- **YOUR TASKS**:
• A. In the piece on microbiology result reporting, what oral antibiotic is Patient X given at discharge?
• B. Quote the piece on microbiology result reporting word for word, starting at "Patient Y presents" and ending at "stay by a week.".
• C. Extend the piece on microbiology result reporting, picking up right after its final sentence.

Tag Archives: result reporting

“Too much information”

Can the microbiology lab give too much information to the clinicians?

Take the following hypothetical example regarding reporting of enteric type organisms:

Patient X presents with acute appendicitis with perforation. They are taken to theatre for appendicectomy and peritoneal washout, and started on IV cefuroxime and metronidazole. The sample of peritoneal fluid is returned from the microbiology lab as being “mixed enteric flora”. the patient recovers well, and they are discharged after 3 days on oral co-amoxiclav to complete a 1 week course of antibiotics.

Patient Y presents with acute appendicitis with perforation. They are taken to theatre for appendicectomy and peritoneal washout, and started on IV cefuroxime and metronidazole. However, in this patient, the microbiology lab decides to work up the individual organisms in the peritoneal fluid sample. The report states that the patient has grown an ESBL E.coli, an Enterococcus faecium, a Pseudomonas aeruginosa and a Candida albicans. Even though the patient is recovering well, the clinician feels obliged to cover the organisms that the micro lab has grown and reported, and changes the antibiotic therapy to meropenem, vancomycin and fluconazole. The patient unfortunately develops a bout of Clostridium difficile diarrhoea (!), extending their hospital stay by a week.

- **INFORMATION SUPPLIED**:
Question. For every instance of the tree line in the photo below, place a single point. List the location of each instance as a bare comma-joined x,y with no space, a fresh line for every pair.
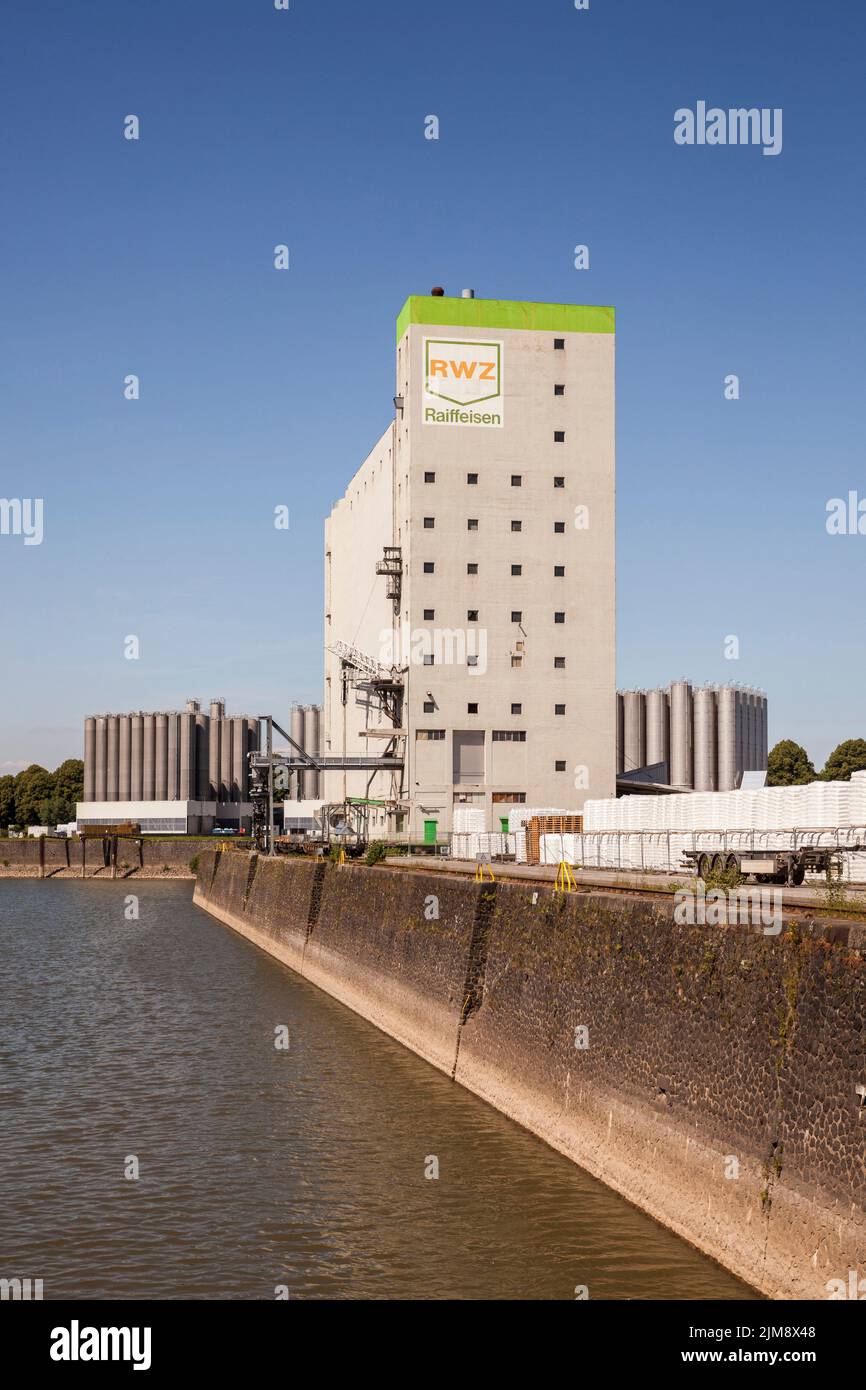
790,765
36,797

- **ANSWERS BELOW**:
• A. Oral co-amoxiclav, to complete a 1-week course of antibiotics.

• B.
Patient Y presents with acute appendicitis with perforation. They are taken to theatre for appendicectomy and peritoneal washout, and started on IV cefuroxime and metronidazole. However, in this patient, the microbiology lab decides to work up the individual organisms in the peritoneal fluid sample. The report states that the patient has grown an ESBL E.coli, an Enterococcus faecium, a Pseudomonas aeruginosa and a Candida albicans. Even though the patient is recovering well, the clinician feels obliged to cover the organisms that the micro lab has grown and reported, and changes the antibiotic therapy to meropenem, vancomycin and fluconazole. The patient unfortunately develops a bout of Clostridium difficile diarrhoea (!), extending their hospital stay by a week.

• C.
Microbiology labs can get very nervous about reporting “mixed enteric flora” from sterile site samples. They really shouldn’t be.

Here are a few pointers as to when it may be reasonable for the microbiology laboratory to report “mixed enteric flora”

  • Non-sterile site samples:- almost always
  • When several organism types are present- the number of different microorganism types present in a sample is inversely proportional to the value the lab can provide to the clinician
  • When no specific organism is dominant over the others
  • When source control has been achieved-this is important as in the hypothetical example above.
  • Drain samples- generally of low value unless the drain has just been inserted
  • When the clinical microbiologist has liaised with clinical team and clear that patient is doing well on current therapy- Treat the patient, not the result.

Such an approach saves the lab time and money, and may also be beneficial to the patient, as demonstrated above. Sometimes in our efforts to do the right thing, we end up trying just a bit too hard…

Michael

 

 

 

“Looking at the answer without knowing the question”

I remember as a junior doctor wading through piles (it was all paper in those days) of urine and wound swab results etc as part of my morning duties. Often the patient was not known to me, or due to the time taken for the result to come back I had forgotten what the reason was for ordering it in the first place. This makes interpretation very difficult. In essence you are to some extent managing the result, not the patient.

I am sure this still happens these days, and probably a lot more often than you would think.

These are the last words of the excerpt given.